* Begin SOURCE EXCERPT *
# Next Delta Meeting



## Brad Hanson (Nov 13, 2004)

We are having our first commitee meeting for the new chapter in Fargo on Thurs December 2nd at Gander Mountain. We want to invite all members and non members to help work on our upcoming event. We have a core commitee building but could use all the help we can get!!!!!! The Delta main office is in North Dakota so we will have a tremendous amount of support from them. There is no reason that we cant have the best Delta event in the country right in Fargo!!!!!!!!!!!!!!!!! The meeting will start at 7 and go till roughly 9. Refresments and snacks will be provided! Please call me if you have any questions at my cell (612) 382-6041.
Lets see you there !!!!   
Thanks
Brad Hanson
Delta Waterfowl Volunteer


----------



## GooseBuster3 (Mar 1, 2002)

Ill be there!!


----------



## Bob Kellam (Apr 8, 2004)

I'm in. See you there Ty

Bob


----------



## Simple (Oct 6, 2004)

Boy is that a busy week. My condo meeting on Tuesday, the Game and Fish meeting on Wednesday and the Delta Meeting on Thursday!


----------



## GooseBuster3 (Mar 1, 2002)

Another reminder next thurs at GANDER!!!!!


----------



## Bob Kellam (Apr 8, 2004)

Change of meeting place

Brad has suggested the meeting be moved to Old Chicago 7:00 PM Thursday December 2nd.
* End SOURCE EXCERPT *
= WRITTEN PROBLEM 1 =
In the rows below, shift every coordinate in the answers up by 13, leaving the requests and their sample pairs unchanged. Give back all of those rows, starting with the line with "the laptop in" and going on through the final row, with both of those lines included.
* Begin TASK INPUT *
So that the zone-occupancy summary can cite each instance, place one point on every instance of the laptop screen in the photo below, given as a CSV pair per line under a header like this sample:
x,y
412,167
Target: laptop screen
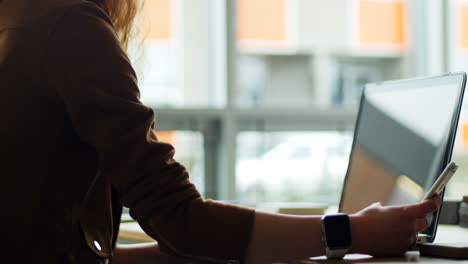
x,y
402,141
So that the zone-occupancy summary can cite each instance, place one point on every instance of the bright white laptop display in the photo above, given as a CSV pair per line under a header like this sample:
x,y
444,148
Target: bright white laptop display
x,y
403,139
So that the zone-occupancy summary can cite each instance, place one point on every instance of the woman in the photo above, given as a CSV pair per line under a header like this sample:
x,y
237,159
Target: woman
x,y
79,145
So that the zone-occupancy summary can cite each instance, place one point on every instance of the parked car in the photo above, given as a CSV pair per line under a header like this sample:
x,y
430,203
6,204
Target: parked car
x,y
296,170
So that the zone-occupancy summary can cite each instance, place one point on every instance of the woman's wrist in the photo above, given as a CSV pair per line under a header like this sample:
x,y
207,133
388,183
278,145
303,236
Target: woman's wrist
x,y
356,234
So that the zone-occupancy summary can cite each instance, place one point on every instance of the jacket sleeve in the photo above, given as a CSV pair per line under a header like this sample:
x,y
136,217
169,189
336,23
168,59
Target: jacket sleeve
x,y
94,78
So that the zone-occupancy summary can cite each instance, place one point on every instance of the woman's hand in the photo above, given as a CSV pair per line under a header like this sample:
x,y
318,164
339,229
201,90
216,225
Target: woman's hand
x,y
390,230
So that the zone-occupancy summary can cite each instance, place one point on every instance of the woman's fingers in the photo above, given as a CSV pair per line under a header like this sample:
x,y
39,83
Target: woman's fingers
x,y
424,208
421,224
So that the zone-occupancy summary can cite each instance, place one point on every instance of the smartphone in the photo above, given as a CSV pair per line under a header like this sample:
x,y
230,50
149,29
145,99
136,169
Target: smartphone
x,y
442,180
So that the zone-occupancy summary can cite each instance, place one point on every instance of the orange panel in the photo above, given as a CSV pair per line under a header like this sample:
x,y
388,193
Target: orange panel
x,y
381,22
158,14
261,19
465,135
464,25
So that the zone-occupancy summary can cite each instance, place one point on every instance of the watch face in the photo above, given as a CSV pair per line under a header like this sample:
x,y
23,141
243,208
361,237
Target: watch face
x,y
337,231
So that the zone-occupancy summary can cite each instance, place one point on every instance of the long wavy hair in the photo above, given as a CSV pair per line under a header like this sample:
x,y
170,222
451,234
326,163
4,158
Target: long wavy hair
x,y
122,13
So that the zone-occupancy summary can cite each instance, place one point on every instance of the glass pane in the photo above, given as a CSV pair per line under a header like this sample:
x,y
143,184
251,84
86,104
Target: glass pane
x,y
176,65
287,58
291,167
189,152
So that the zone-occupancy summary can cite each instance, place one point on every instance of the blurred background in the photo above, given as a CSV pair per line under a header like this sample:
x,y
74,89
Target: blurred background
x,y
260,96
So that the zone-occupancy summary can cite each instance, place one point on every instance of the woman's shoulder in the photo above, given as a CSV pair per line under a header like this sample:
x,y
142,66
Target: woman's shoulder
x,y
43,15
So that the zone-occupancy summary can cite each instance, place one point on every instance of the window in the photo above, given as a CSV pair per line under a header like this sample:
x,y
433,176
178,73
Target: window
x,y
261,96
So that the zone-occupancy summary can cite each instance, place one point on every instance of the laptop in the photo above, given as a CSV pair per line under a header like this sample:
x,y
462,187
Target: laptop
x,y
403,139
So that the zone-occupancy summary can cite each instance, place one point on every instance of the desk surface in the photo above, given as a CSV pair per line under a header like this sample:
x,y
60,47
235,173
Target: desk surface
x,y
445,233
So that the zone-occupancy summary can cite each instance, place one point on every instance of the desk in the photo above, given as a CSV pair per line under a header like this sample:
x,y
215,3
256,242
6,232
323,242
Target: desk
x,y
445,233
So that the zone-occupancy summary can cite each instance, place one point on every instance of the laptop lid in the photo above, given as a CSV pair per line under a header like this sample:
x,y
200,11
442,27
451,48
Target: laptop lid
* End TASK INPUT *
= WRITTEN PROBLEM 2 =
Answer these from the meeting thread above:
(a) Where was the first committee meeting first planned to be held?
(b) In which state is the Delta main office?
(c) To what place was the meeting moved?

= TASK OUTPUT 1 =
So that the zone-occupancy summary can cite each instance, place one point on every instance of the laptop in the photo above, given as a CSV pair per line under a header like this sample:
x,y
462,187
Target: laptop
x,y
416,152
So that the zone-occupancy summary can cite each instance, place one point on every instance of the desk surface in the photo above, given as a CSV pair per line under a header like this sample:
x,y
60,47
235,173
Target: desk surface
x,y
458,246
So that the zone-occupancy summary can cite each instance, place one point on every instance of the desk in the photo above, given as a CSV pair per line under a header like this sample:
x,y
215,3
256,242
6,232
323,242
Target: desk
x,y
458,246
So that the zone-occupancy summary can cite each instance, place one point on every instance of the laptop lid in the photo above, given as a CSV pair per line under a header like this sample:
x,y
200,11
442,27
451,48
Target: laptop lid

= TASK OUTPUT 2 =
(a) Gander Mountain
(b) North Dakota
(c) Old Chicago